| Extracted records |
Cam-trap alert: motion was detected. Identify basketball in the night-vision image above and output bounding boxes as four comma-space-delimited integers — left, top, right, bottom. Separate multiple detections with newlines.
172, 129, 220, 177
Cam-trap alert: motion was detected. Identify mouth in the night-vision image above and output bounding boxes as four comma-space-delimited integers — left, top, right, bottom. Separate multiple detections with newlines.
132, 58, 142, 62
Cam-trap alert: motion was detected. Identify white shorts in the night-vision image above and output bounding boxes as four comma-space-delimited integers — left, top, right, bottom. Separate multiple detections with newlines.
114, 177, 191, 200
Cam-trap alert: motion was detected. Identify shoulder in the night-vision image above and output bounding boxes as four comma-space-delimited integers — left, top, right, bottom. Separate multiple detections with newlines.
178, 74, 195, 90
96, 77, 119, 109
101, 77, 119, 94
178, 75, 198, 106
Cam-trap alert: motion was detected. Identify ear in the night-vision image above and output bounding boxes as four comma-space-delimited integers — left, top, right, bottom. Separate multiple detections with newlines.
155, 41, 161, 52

| Set problem |
Print all of the items above verbatim, line for line.

| Response |
Cam-trap alert: motion was detected. Identify basketball in the night-vision image above and output bounding boxes as four comma-space-delimited integers — left, top, right, bottom. Separate multiple detections with newlines.
172, 129, 220, 177
Cam-trap alert: motion was detected. Identify mouth in the night-vision image above and output bounding boxes as four comma-space-delimited integers — left, top, right, bottom. Separate multiple detections with newlines.
132, 58, 142, 62
Cam-trap alert: motion was detected. Identify white shorts in the night-vision image above and output bounding boxes as four comma-space-delimited integers — left, top, right, bottom. Separate multiple detections with newlines.
114, 177, 191, 200
Cam-trap alert: motion was detected. Identify shoulder in the night-vision image above and output bounding boxes as four comma-space-delimited integers — left, top, right, bottom. Separate multiple detections with newlines.
178, 74, 195, 90
96, 77, 119, 109
101, 77, 119, 94
178, 75, 198, 106
Cam-trap alert: motion was detected. Identify ear in the night-vision image above and output bounding boxes as four comma-space-delimited integers — left, top, right, bottom. Separate multiple detections with newlines.
155, 41, 161, 52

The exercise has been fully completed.